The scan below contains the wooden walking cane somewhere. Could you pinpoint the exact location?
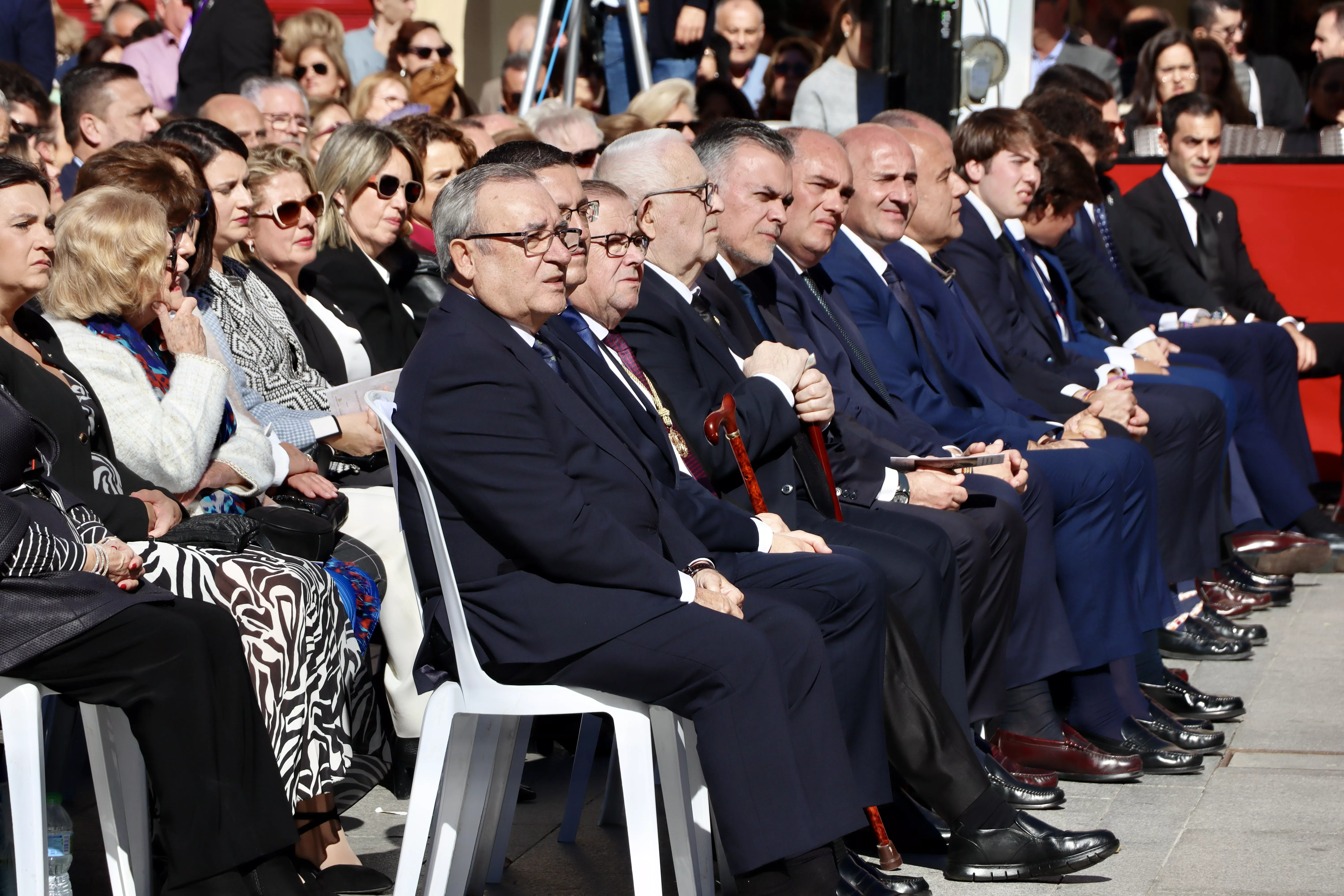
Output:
[704,395,900,870]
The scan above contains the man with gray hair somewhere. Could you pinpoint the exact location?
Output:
[238,75,308,149]
[394,163,863,896]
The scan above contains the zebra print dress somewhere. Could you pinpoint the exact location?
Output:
[132,541,390,807]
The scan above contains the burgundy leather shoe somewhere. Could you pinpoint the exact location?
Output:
[995,725,1144,783]
[989,740,1059,787]
[1228,532,1331,575]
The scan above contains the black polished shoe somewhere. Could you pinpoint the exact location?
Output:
[1134,700,1227,755]
[942,813,1120,881]
[836,849,929,896]
[1138,669,1246,721]
[1196,610,1269,648]
[1157,617,1255,660]
[984,754,1064,811]
[1078,717,1204,775]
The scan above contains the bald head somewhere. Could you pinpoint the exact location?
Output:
[898,128,968,255]
[840,124,918,248]
[196,93,266,149]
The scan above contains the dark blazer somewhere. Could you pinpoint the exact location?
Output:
[173,0,276,117]
[305,247,417,373]
[1125,172,1288,321]
[938,202,1095,419]
[0,0,56,91]
[0,308,180,541]
[392,289,708,668]
[1246,52,1306,129]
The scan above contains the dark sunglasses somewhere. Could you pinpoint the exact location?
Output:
[250,194,327,230]
[366,175,425,206]
[573,146,602,168]
[410,43,453,62]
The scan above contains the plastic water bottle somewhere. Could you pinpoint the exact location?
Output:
[47,794,74,896]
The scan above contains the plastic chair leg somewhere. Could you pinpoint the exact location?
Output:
[79,704,151,896]
[612,709,663,896]
[556,712,602,844]
[485,716,532,884]
[0,678,47,896]
[392,682,474,896]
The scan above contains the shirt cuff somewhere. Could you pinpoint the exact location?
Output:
[1125,326,1156,352]
[310,416,340,441]
[753,373,793,407]
[753,517,774,551]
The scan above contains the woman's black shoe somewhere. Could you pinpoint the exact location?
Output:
[1138,669,1246,721]
[1136,700,1227,755]
[984,754,1064,811]
[1199,610,1269,648]
[942,813,1120,881]
[1157,617,1255,660]
[1078,717,1204,775]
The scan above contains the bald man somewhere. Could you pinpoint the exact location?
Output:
[196,93,266,149]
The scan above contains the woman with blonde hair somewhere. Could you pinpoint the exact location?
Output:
[625,78,695,142]
[349,71,411,122]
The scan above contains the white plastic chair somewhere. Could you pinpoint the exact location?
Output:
[366,391,714,896]
[0,677,151,896]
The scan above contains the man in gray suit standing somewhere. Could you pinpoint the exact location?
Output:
[1031,0,1121,97]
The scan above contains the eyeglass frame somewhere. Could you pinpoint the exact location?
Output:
[457,227,583,255]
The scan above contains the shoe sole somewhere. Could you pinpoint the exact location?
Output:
[942,842,1120,883]
[1058,771,1144,784]
[1157,650,1255,662]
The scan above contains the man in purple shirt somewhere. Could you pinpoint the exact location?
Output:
[121,0,191,113]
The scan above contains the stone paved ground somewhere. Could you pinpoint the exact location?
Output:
[347,575,1344,896]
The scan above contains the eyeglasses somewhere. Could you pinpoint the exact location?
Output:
[364,175,425,206]
[644,183,719,211]
[410,43,453,62]
[461,227,583,255]
[573,146,602,168]
[261,112,308,130]
[591,234,653,258]
[249,194,327,230]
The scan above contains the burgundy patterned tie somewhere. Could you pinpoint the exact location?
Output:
[602,330,714,492]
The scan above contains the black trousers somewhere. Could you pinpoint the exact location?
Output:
[550,591,864,874]
[7,601,296,888]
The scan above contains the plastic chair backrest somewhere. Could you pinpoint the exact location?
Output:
[364,391,501,693]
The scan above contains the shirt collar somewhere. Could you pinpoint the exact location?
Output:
[644,261,700,305]
[962,192,1004,239]
[840,224,887,277]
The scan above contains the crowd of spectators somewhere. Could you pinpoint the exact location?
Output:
[0,0,1344,896]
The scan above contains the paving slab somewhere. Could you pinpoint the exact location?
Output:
[345,575,1344,896]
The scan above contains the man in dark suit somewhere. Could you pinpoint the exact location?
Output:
[173,0,276,116]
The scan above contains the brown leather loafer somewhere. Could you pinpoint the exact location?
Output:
[995,725,1144,783]
[1228,532,1331,575]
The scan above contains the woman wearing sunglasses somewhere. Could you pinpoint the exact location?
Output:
[294,43,349,102]
[309,121,425,373]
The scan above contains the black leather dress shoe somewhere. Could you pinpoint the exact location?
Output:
[1199,613,1269,648]
[1138,669,1246,721]
[836,850,929,896]
[1157,617,1255,660]
[942,813,1120,881]
[1079,717,1204,775]
[1134,700,1227,755]
[984,755,1064,810]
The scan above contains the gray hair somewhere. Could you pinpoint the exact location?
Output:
[691,118,793,181]
[593,128,687,208]
[238,75,308,116]
[430,163,540,278]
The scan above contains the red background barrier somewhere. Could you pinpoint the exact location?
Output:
[1110,163,1344,482]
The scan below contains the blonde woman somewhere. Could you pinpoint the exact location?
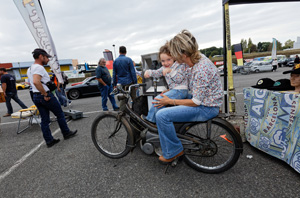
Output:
[156,30,223,162]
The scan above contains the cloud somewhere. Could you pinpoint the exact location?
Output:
[0,0,300,63]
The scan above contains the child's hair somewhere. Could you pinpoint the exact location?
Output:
[158,42,171,61]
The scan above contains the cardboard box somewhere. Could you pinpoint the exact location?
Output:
[0,87,5,103]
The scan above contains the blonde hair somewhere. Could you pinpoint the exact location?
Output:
[158,41,171,61]
[169,30,201,64]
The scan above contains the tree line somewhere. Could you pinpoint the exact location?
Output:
[200,38,295,58]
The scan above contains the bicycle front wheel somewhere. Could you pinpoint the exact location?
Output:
[91,112,134,159]
[183,120,241,173]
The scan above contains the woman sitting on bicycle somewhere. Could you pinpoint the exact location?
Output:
[155,30,223,162]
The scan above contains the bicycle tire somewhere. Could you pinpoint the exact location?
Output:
[91,112,134,159]
[182,119,242,173]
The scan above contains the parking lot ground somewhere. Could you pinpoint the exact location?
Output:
[0,68,300,198]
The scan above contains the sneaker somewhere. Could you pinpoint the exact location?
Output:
[64,130,77,140]
[3,113,11,117]
[47,139,60,148]
[158,151,184,164]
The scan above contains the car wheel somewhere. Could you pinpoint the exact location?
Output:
[68,89,80,100]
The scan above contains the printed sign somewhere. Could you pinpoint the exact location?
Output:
[244,88,300,173]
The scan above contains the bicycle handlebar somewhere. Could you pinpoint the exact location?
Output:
[110,83,146,95]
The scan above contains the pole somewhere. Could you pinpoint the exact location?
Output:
[223,5,228,113]
[224,3,236,113]
[18,62,22,80]
[113,44,117,59]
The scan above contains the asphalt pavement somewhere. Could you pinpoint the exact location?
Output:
[0,68,300,198]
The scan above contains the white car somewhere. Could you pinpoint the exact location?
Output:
[250,61,273,72]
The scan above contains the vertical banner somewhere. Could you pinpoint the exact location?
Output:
[103,50,114,75]
[224,3,236,113]
[233,43,244,66]
[272,38,277,60]
[244,88,300,173]
[14,0,64,84]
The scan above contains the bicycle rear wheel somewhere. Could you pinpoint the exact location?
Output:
[183,120,242,173]
[91,112,134,159]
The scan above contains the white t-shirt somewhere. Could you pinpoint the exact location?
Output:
[27,64,50,93]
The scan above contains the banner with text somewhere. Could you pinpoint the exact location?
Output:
[244,88,300,173]
[14,0,64,83]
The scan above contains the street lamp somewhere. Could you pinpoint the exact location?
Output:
[113,44,117,59]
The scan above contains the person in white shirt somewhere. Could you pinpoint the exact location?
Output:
[27,48,77,148]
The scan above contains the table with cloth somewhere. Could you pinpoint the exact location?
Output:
[244,88,300,173]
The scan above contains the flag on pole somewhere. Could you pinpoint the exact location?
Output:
[103,50,114,75]
[272,38,277,60]
[14,0,64,84]
[233,43,244,66]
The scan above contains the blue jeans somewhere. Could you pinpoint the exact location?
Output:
[5,92,27,114]
[33,93,70,144]
[55,88,68,107]
[99,85,119,111]
[146,89,188,123]
[156,105,219,159]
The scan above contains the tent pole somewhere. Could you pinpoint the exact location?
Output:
[223,5,228,113]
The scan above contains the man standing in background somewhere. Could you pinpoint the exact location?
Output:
[0,68,27,117]
[27,48,77,148]
[96,58,119,111]
[113,46,137,111]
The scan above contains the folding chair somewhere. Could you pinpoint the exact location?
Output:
[11,105,40,134]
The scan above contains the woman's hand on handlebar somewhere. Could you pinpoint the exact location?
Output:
[153,94,172,108]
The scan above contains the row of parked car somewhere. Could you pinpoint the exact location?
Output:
[218,61,273,76]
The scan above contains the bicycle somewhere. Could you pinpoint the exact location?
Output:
[91,84,243,173]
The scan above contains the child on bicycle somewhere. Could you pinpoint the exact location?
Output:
[141,43,189,123]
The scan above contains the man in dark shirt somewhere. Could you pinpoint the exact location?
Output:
_____
# EXERCISE TASK:
Reproduce the material from the line containing "The scan above contains the bicycle somewhere." through the end of the material, both ends included, with "pinpoint" replaced by "identify" and nothing else changed.

# ANSWER FOR THE TASK:
The scan above contains the bicycle somewhere. Could you identify the exact location?
Output:
[91,84,243,173]
The scan above contains the child on bicycle somewhere. Could you identify the exact location?
Output:
[141,43,189,123]
The scan above contains the man in dark shirt somewhere. Could you identify the exact location?
Output:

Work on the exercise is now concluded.